Data entries:
:::
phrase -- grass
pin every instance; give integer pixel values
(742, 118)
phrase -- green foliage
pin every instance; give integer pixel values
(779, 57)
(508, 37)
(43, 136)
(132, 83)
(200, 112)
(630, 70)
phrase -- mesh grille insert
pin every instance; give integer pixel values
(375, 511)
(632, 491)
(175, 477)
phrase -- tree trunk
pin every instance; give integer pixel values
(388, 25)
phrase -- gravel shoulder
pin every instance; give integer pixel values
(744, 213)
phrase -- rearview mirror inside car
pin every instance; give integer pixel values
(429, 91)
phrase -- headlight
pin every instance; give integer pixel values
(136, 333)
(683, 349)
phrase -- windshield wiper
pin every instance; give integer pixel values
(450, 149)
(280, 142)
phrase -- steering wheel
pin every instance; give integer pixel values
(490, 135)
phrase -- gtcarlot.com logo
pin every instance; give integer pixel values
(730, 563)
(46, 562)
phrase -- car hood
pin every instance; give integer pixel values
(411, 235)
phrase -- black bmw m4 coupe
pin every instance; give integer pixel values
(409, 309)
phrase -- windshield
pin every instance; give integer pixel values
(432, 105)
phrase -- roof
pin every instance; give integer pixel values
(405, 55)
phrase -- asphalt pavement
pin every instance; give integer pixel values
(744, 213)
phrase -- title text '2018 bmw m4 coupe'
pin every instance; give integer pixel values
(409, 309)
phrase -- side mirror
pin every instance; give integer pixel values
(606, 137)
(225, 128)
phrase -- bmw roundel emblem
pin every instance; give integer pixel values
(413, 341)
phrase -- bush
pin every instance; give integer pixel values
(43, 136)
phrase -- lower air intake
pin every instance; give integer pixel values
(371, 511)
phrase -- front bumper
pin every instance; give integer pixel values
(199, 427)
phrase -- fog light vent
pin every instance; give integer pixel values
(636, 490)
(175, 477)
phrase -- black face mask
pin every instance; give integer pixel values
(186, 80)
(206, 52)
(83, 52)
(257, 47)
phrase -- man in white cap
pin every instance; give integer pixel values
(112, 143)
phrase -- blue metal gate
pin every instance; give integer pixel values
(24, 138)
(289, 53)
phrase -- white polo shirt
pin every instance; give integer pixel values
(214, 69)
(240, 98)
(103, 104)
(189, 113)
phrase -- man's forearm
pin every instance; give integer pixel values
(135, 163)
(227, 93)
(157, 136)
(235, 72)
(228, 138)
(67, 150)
:::
Starting at the line that contains "phrase -- bmw roundel emblem" and continuing through the end of the material, rewrite every line, requests included, with each answer coordinate multiplied by 2.5 and rounded to a whole number (halves round up).

phrase -- bmw roundel emblem
pin every instance; give integer pixel values
(1033, 853)
phrase -- bush
pin every instance; give integer pixel values
(108, 340)
phrase -- lower air intake
pin every instance; give integer pixel values
(928, 1278)
phrase -- front bumper
pin every instance; give integer pixel values
(498, 1068)
phrase -- fog light vent
pin every instance; give integer pixel values
(1590, 1225)
(438, 1193)
phrase -- black face mask
pin every instance; give integer pixel values
(465, 200)
(515, 130)
(208, 130)
(643, 118)
phrase -- man in white cap
pin every instance; give integer pixel values
(280, 358)
phrase -- blue metal gate
pin every instance; give integer pixel values
(60, 345)
(723, 133)
phrase -- white polo shirt
pin every instance; give integer pixel values
(535, 173)
(600, 245)
(258, 260)
(473, 283)
phrase -- man's forearm
pin every instance; give integer pixel values
(338, 408)
(568, 233)
(393, 340)
(588, 180)
(570, 345)
(168, 375)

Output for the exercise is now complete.